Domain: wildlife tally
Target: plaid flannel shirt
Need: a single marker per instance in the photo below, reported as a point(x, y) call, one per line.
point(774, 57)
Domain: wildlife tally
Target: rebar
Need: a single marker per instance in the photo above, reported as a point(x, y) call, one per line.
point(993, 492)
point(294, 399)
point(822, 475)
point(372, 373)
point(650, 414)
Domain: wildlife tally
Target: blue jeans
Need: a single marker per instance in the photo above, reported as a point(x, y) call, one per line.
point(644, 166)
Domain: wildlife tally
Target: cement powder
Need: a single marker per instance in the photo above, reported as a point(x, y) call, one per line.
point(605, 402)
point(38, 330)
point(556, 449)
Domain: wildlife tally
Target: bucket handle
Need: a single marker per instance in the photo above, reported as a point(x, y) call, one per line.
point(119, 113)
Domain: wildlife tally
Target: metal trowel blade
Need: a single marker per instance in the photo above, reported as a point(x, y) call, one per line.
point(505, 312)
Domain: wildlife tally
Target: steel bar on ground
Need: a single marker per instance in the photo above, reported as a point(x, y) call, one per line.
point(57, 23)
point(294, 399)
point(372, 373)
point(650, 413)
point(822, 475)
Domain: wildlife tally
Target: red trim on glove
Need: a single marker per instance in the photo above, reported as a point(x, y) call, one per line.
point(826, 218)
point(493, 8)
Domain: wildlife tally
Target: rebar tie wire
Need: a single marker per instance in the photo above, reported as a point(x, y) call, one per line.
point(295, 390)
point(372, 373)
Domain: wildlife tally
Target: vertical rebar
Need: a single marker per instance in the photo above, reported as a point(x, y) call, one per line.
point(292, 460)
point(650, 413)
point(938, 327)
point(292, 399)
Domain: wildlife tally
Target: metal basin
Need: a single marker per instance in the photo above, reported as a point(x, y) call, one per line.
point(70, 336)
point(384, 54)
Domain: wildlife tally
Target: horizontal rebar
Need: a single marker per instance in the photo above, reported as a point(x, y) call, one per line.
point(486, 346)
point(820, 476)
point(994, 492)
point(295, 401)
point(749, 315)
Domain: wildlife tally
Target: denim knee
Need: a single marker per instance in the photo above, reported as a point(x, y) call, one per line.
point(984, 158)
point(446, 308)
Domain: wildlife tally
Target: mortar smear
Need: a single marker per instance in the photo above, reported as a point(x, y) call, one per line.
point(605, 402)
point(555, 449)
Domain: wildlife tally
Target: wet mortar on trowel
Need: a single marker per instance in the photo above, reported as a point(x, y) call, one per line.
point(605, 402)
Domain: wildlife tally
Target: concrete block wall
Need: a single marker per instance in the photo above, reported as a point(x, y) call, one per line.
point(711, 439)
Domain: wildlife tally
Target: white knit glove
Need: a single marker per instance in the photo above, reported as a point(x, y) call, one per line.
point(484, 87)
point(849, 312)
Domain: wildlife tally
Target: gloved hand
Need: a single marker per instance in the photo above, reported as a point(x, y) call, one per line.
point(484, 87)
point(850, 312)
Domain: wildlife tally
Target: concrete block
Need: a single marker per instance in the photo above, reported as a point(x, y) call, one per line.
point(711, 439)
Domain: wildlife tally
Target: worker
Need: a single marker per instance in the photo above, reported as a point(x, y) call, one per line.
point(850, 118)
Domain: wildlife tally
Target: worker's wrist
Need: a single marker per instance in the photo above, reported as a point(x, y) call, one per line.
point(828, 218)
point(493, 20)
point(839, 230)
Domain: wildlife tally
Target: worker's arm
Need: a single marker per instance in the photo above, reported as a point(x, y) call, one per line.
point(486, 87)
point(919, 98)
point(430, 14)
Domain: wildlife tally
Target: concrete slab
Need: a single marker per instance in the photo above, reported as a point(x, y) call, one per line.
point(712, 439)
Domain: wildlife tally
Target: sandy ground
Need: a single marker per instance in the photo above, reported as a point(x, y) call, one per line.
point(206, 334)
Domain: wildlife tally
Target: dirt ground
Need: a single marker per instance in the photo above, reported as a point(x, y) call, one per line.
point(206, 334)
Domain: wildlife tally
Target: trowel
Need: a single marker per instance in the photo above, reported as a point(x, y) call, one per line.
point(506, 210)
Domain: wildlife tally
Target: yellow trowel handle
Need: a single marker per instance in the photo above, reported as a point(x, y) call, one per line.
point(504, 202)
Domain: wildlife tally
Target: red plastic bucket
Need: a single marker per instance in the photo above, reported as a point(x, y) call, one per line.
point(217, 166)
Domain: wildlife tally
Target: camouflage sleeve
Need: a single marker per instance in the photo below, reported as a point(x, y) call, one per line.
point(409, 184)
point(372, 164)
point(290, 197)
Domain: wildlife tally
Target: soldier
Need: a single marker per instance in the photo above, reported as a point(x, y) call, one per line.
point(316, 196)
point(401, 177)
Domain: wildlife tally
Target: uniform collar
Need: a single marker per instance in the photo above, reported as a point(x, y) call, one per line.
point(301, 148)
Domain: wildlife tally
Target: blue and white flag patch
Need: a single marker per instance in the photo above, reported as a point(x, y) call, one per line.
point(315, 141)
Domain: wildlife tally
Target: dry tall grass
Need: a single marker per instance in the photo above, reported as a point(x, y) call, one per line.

◆ TO DO ◆
Output each record exactly, leaving nothing out.

◆ REPLY ◆
Domain: wildlife tally
Target: plaid flannel shirt
Need: a single marker per instance in the photo below, reported as a point(x, y) call, one per line.
point(774, 57)
Domain: wildlife tally
Target: rebar
Need: a single marker per instance in the photo above, reported as a point(x, y) call, one per line.
point(993, 492)
point(294, 399)
point(822, 475)
point(372, 373)
point(650, 414)
Domain: wildlife tally
Target: blue jeans
Need: a single marker per instance in the photo above, reported as a point(x, y) call, one per line.
point(644, 166)
Domain: wildlife tally
Target: cement powder
Need: a single marker per instance in the photo above, reported as a point(x, y) call, one per line.
point(605, 402)
point(38, 330)
point(556, 449)
Domain: wildlife tally
Target: bucket handle
Need: a single marker per instance in the photo above, reported as a point(x, y) call, one per line.
point(119, 113)
Domain: wildlife tally
Target: metal trowel blade
Need: a single marker per instance in the photo above, reported as a point(x, y) call, one per line.
point(505, 312)
Domain: wildlife tally
Target: steel bar on ground
Need: a single marker per instance in the photo above, reported as a point(x, y) call, one per line.
point(57, 23)
point(294, 399)
point(372, 373)
point(650, 413)
point(822, 475)
Domain: wildlife tally
Target: red trim on glove
Need: a single marker per instance in the photo above, reported as a point(x, y) call, one per line.
point(826, 218)
point(493, 8)
Domain: wildlife tally
Target: rebar tie wire
Need: a single marker per instance in the photo above, reported as a point(x, y) call, one per line.
point(295, 390)
point(372, 373)
Domain: wildlife tally
Target: vertical rebar
Need: a single marker per instance in the photo above, reported as a point(x, y) call, one per line.
point(292, 460)
point(650, 413)
point(938, 327)
point(292, 399)
Domain: wildlife tally
Target: metal basin
Need: a single marker per instance in the photo above, reported as a point(x, y) call, one per line.
point(70, 336)
point(384, 54)
Domain: wildlife tally
Target: horizontal rebar
Need: a single marker per instance in the photo above, reported as a point(x, y) call, one per line.
point(486, 346)
point(820, 476)
point(994, 492)
point(295, 401)
point(749, 315)
Domain: wildlife tally
Target: denim knee
Need: a single marker per instance in the photo above, reported as a point(x, y) call, one per line.
point(984, 158)
point(446, 308)
Domain: wildlife tally
Target: mortar smear
Need: a single marker per instance in the photo above, reported as a point(x, y) call, one per line.
point(605, 402)
point(555, 449)
Domain: wildlife tally
Target: wet mortar on trowel
Need: a single marker per instance in the photo above, reported as a point(x, y) call, one per line.
point(605, 402)
Domain: wildlife tally
Target: concrete block wall
Need: a single marker per instance in the photo above, reported as a point(x, y) call, one per line.
point(711, 439)
Domain: wildlife tally
Target: white knit glove
Need: a single marker per instance in the photo above, reported as a point(x, y) call, one per line.
point(484, 87)
point(849, 312)
Domain: wildlife tally
Target: gloved hand
Need: a single marker per instance in the photo above, reported as a point(x, y) call, one per line.
point(484, 87)
point(850, 312)
Domain: wildlife tally
Target: concrete block
Need: a single marker per instance in the photo above, reported as a point(x, y) call, one per line.
point(711, 439)
Domain: wildlife tally
Target: worker
Need: a single marker per instance in the photo above, reported as a point(x, y) call, one per line.
point(850, 118)
Domain: wildlife tally
Target: worker's wrist
Need: a single marker per instance in the photo above, reported as a point(x, y) call, one per line.
point(828, 218)
point(493, 20)
point(839, 230)
Domain: wildlife tally
Target: worker's arm
Need: a single marker per instance in the photo above, reported as a point(x, y) call, one per line.
point(486, 87)
point(919, 98)
point(430, 14)
Domain: wildlife tally
Target: concrete slab
Need: a single marker per instance in the photo above, reported as a point(x, y) call, one per line.
point(712, 439)
Domain: wildlife tally
Target: sandy ground
Need: a single marker per instance in the photo above, reported as a point(x, y) call, one per line.
point(206, 334)
Domain: wildlife tally
Target: dirt ground
Need: a single marker per instance in the photo above, reported as a point(x, y) call, one per line.
point(206, 334)
Domain: wildlife tally
Target: trowel
Need: a single marker per instance in the photo above, reported as a point(x, y) call, one per line.
point(506, 210)
Domain: wildlife tally
Target: yellow trowel handle
Need: a single marker per instance in the photo above, reported as a point(x, y) call, one per line.
point(504, 202)
Domain: wildlife tally
Target: red plastic bucket
Need: a single marker per instance in the photo above, reported as a point(x, y) call, one per line.
point(217, 166)
Domain: wildlife tally
Target: camouflage sleeve
Need: a single marker per instance in the photo below, reported as a point(x, y) call, one per line.
point(409, 184)
point(372, 164)
point(290, 197)
Domain: wildlife tally
Target: soldier
Need: a single marker per instance in the photo above, reported as a point(x, y) call, one per line.
point(316, 196)
point(401, 177)
Domain: wildlife tally
Target: uniform collar
Need: a single marker per instance in the photo above, reported as a point(x, y) call, one per line.
point(301, 148)
Domain: wildlife tally
Target: blue and white flag patch
Need: a single marker per instance in the photo above, reported as a point(x, y) call, one per line.
point(315, 141)
Domain: wildlife tally
Target: dry tall grass
Need: a single marker per instance in the photo above, reported as a point(x, y) call, one per line.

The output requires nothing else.